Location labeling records
----------------

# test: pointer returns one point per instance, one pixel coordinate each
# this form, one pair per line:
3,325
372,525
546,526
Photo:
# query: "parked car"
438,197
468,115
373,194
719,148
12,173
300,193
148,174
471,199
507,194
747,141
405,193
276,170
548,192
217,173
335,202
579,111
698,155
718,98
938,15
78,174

----------------

EXERCISE TASK →
Reproduce all of the data above line for line, without changing anything.

TASK RESPONSE →
# test: pointer returns one point per instance, one pixel coordinate each
# this form, one pair per line:
3,325
372,525
546,526
Photo:
# query: "parked car"
438,197
468,115
373,194
719,148
12,173
300,193
148,174
471,199
507,194
747,141
405,193
276,170
548,192
217,173
335,202
579,111
698,155
718,98
938,15
78,174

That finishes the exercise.